Exercise task A |
From the entries below, keep only the lines that contain the string "housing".

Text block |
In electromagnetism that's pretty intuitive. In classical electromagnetism what's physically observable is the electromagneticmagnetic field, ##(\vec{E},\vec{B})##. It can, in principle, be determined by observing the motion of test charges in this field.

On the other hand the homogeneous Maxwell equations, which mathematically are constraint equations on ##(\vec{E},\vec{B})## can be fulfilled identically by introducing a scalar and a vector potential,
$$\vec{E}=-\partial_t \vec{A} - \vec{\nabla} \Phi, \quad \vec{B}=\vec{\nabla} \times \vec{A},$$
but for a given physical situation, i.e., for a given physical field ##(\vec{E},\vec{B})## the potentials are not uniquely determined, because you can always introduce new potentials by a "gauge transformation",
$$\vec{A}'=\vec{A} -\vec{\nabla} \chi, \quad \Phi'=\Phi+\partial_t \chi,$$
because then
$$-\partial_t \vec{A}'-\vec{\nabla} \Phi'=-\partial_t \vec{A}'+\partial_t \vec{\nabla} \chi - \vec{\nabla} \Phi - \vec{\nabla} \partial_t \chi=-\partial_t \vec{A}-\vec{\nabla} \Phi=\vec{E}$$
and
$$\vec{\nabla} \times \vec{A}'=\vec{\nabla} \times \vec{A} - \vec{\nabla} \times \vec{\nabla} \Phi=\vec{\nabla} \times \vec{A}=\vec{B},$$
i.e., the physical situation is not uniquely described by the potentials ##(\Phi,\vec{A})## but by "##(\Phi,\vec{A})## modulo an arbitrary gauge transformation".

Exercise task B |
Condense the paragraph of the passage on electromagnetic potentials that begins "In electromagnetism that's pretty intuitive" into a shorter version that keeps its main facts.

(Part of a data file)
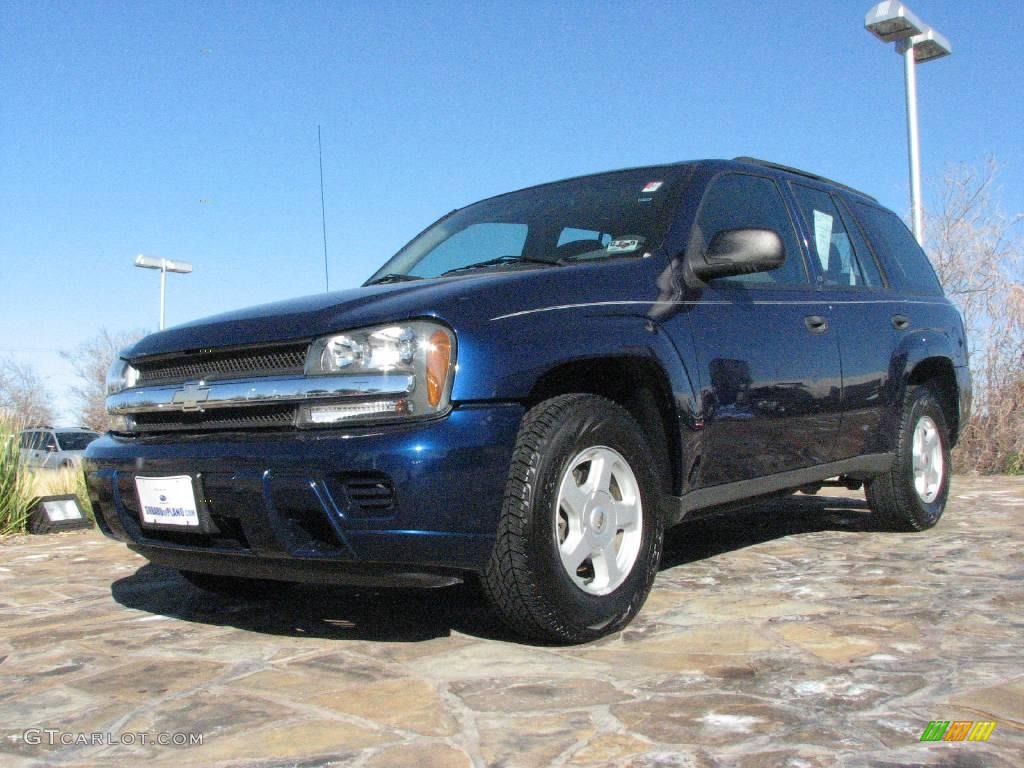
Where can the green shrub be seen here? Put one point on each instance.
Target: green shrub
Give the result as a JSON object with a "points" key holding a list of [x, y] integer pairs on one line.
{"points": [[16, 495]]}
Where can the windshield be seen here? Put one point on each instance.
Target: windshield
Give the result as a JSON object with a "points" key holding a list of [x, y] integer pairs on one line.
{"points": [[75, 440], [594, 217]]}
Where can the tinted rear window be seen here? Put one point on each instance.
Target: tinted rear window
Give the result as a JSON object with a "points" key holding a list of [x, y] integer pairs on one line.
{"points": [[906, 264]]}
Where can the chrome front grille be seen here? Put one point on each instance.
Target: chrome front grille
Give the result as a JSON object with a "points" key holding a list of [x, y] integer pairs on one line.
{"points": [[283, 359], [256, 417]]}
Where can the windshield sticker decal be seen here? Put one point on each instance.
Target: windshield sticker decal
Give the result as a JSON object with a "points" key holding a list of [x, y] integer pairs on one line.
{"points": [[625, 245], [822, 237]]}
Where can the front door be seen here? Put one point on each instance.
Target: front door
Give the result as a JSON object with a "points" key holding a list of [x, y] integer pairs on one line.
{"points": [[767, 354]]}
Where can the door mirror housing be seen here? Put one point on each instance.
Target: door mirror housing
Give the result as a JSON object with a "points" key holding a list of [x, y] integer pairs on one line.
{"points": [[739, 252]]}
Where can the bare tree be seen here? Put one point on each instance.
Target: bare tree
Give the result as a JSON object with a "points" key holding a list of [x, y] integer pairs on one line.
{"points": [[91, 360], [979, 255], [24, 396]]}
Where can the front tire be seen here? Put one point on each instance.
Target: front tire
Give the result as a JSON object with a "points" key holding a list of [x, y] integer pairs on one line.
{"points": [[580, 536], [912, 495]]}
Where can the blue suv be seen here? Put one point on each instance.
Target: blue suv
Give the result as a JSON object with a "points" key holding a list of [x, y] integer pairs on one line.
{"points": [[539, 384]]}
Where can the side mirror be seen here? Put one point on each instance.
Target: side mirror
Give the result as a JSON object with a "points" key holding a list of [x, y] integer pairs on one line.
{"points": [[739, 252]]}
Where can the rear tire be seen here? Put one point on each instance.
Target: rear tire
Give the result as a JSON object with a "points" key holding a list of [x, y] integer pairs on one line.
{"points": [[911, 496], [240, 587], [580, 536]]}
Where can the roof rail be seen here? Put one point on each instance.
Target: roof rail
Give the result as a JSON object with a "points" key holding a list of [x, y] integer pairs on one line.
{"points": [[807, 174]]}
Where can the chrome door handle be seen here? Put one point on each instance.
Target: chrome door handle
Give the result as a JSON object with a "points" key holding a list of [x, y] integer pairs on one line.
{"points": [[816, 324]]}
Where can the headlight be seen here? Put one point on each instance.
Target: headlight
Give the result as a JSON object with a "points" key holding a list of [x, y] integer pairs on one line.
{"points": [[399, 370], [120, 376]]}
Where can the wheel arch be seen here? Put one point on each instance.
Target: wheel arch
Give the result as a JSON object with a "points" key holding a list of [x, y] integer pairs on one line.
{"points": [[929, 358], [637, 383]]}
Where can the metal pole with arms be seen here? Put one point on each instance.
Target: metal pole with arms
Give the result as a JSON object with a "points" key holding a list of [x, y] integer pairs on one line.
{"points": [[165, 266], [892, 22]]}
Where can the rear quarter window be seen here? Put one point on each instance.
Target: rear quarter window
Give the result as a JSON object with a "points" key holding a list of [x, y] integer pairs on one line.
{"points": [[905, 262]]}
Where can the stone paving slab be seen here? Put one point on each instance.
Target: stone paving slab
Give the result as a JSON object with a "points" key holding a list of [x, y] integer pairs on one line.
{"points": [[788, 634]]}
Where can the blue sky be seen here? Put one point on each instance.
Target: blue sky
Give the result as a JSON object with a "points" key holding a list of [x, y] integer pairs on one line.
{"points": [[188, 130]]}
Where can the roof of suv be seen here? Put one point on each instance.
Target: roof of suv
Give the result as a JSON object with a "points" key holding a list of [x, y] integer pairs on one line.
{"points": [[682, 164], [799, 172]]}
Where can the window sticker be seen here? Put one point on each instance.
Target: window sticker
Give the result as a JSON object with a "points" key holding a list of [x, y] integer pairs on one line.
{"points": [[822, 237], [626, 245]]}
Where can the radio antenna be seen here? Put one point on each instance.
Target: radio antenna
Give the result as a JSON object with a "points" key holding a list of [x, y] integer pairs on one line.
{"points": [[327, 276]]}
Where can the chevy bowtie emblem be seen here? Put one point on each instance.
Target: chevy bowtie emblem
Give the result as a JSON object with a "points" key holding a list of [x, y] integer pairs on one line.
{"points": [[190, 395]]}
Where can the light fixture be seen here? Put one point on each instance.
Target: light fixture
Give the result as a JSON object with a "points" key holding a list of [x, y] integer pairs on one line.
{"points": [[892, 22], [165, 266], [55, 513]]}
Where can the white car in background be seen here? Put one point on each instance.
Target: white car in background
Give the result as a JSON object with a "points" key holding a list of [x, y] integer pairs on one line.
{"points": [[54, 448]]}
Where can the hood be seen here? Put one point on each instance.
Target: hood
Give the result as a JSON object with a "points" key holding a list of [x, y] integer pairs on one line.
{"points": [[459, 300]]}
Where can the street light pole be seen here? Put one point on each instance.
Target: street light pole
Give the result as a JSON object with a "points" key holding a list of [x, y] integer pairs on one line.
{"points": [[892, 22], [912, 138], [165, 266]]}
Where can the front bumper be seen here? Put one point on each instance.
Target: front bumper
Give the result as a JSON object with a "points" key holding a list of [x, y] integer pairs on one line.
{"points": [[320, 506]]}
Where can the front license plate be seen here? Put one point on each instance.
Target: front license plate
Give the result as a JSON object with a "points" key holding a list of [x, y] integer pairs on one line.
{"points": [[167, 501]]}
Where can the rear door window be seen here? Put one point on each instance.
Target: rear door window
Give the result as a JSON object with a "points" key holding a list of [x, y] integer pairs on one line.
{"points": [[833, 243], [906, 264]]}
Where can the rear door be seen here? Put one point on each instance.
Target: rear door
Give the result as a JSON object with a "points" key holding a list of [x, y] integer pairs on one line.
{"points": [[858, 303], [767, 354]]}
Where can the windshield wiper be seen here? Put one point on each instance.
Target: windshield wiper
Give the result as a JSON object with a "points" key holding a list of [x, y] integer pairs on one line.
{"points": [[502, 260], [392, 278]]}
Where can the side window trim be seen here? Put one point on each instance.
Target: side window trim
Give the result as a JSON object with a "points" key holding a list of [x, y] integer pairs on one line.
{"points": [[807, 283], [807, 233], [851, 221], [892, 260]]}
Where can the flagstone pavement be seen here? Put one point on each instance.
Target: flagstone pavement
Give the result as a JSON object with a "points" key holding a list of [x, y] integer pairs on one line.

Right answer A |
Where can the door mirror housing be seen here? Put one point on each instance.
Target: door mirror housing

Right answer B |
In classical electromagnetism, the physically observable quantity is the field (E, B). In principle, it can be determined by observing how test charges move in it.